*Consigne A*.
Résumez sous forme de liste le paragraphe du texte sur les cessions de titres qui commence par « Le Règlement impose », en gardant ses faits principaux.
*Consigne B*.
Prolongez le texte sur les cessions de titres à la suite de sa dernière phrase.

Le droit applicable aux cessions de titres

Les règles de conflit de lois du Règlement Rome I 

Le Règlement impose, nous venons de le voir, un principe d’autonomie de la volonté dans la détermination de la loi applicable au contrat. Ainsi il faut d’abord regarder dans le contrat si les parties ont choisi la loi applicable. A défaut de choix par les parties, le Règlement Rome I résout les conflits de lois selon les règles suivantes. L’article 4 du Règlement énumère, pour huit types de contrats, une règle de rattachement précise. En procédant de la sorte, le législateur européen a entendu remédier aux difficultés liées à la détermination de la prestation caractéristique et aux divergences d’interprétation existant entre les juridictions des États membres. Pour les contrats qui ne sont pas visés par l’énumération de l’article 4, la règle de rattachement est celle de la « prestation caractéristique ». Cette règle de rattachement est celle applicable aux contrats de cession de titres.

[Éléments d'annotation pour la segmentation]
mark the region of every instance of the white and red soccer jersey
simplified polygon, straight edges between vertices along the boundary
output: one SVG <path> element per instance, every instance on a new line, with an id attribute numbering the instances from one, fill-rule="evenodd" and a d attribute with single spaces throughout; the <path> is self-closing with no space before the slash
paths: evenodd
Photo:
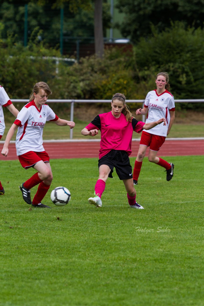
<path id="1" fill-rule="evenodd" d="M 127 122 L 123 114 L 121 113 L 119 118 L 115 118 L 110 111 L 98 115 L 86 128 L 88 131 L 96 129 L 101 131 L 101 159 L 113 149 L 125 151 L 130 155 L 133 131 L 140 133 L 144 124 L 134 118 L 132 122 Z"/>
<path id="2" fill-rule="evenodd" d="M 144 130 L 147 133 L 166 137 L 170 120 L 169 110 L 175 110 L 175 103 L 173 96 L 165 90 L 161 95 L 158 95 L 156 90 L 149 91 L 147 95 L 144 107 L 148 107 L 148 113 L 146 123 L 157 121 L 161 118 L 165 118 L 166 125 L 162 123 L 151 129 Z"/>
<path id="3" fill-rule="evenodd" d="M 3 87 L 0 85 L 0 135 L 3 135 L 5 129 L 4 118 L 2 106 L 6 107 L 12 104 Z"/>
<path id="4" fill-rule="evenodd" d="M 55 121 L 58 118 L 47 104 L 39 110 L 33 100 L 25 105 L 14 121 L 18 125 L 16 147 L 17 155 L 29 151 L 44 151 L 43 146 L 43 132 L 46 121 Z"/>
...
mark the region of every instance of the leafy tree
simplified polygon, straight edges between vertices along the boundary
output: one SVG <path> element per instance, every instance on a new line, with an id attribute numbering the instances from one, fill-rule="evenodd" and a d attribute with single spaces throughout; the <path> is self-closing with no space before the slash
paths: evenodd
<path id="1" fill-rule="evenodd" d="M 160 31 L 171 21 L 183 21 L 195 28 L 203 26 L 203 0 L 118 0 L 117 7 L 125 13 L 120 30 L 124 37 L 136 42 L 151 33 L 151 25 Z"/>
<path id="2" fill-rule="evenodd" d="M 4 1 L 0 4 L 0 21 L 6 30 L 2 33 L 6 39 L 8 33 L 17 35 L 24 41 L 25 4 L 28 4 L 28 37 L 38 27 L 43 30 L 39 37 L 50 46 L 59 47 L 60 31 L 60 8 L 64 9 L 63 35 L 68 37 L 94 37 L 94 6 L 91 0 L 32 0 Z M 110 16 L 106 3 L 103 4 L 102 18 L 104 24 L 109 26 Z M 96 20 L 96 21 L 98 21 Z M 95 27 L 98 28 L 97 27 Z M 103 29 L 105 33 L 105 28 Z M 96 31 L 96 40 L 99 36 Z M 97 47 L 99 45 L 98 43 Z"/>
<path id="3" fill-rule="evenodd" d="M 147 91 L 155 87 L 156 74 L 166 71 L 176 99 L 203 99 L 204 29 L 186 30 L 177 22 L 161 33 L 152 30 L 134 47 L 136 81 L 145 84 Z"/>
---
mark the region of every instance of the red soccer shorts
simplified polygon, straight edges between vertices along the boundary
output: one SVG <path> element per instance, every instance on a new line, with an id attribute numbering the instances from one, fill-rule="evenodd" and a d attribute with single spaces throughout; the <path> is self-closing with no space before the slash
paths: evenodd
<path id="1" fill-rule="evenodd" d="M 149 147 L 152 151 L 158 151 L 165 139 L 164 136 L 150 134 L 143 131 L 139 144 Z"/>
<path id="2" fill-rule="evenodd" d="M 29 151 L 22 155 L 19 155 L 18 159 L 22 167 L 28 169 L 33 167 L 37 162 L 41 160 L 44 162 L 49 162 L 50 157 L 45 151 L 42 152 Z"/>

*Réponse attendue A*.
- Le Règlement Rome I pose un principe d'autonomie de la volonté : on vérifie d'abord si les parties ont choisi dans le contrat la loi applicable.
- À défaut de choix, l'article 4 fixe une règle de rattachement précise pour huit types de contrats. Le législateur européen a voulu ainsi remédier aux difficultés liées à la détermination de la prestation caractéristique et aux divergences d'interprétation entre les juridictions des États membres.
- Les contrats non visés par l'article 4 relèvent de la règle de la « prestation caractéristique ». Cette règle s'applique aux contrats de cession de titres.

*Réponse attendue B*.
Le Règlement Rome I distingue deux types de contrats pour lesquels le critère de la « prestation caractéristique » est applicable : les contrats de prestation de services et les contrats de vente de biens. Les contrats de transfert de titres constituent des contrats de vente de biens au sens du Règlement Rome I . En effet, la notion de « vente de biens » doit recevoir la même interprétation que celle retenue pour la définition de la « vente de marchandises » de l’article 5 du Règlement Bruxelles I relatif aux conflits de juridiction. A défaut de choix de la loi applicable, le Règlement précise donc, que les contrats de cession de titres sont régis par « la loi du pays dans lequel le vendeur a sa résidence habituelle »  . Ainsi, un contrat par lequel un actionnaire allemand vendrait des titres d’une société allemande, à un acquéreur français, se verrait appliquer la loi allemande à défaut de choix de loi par les parties.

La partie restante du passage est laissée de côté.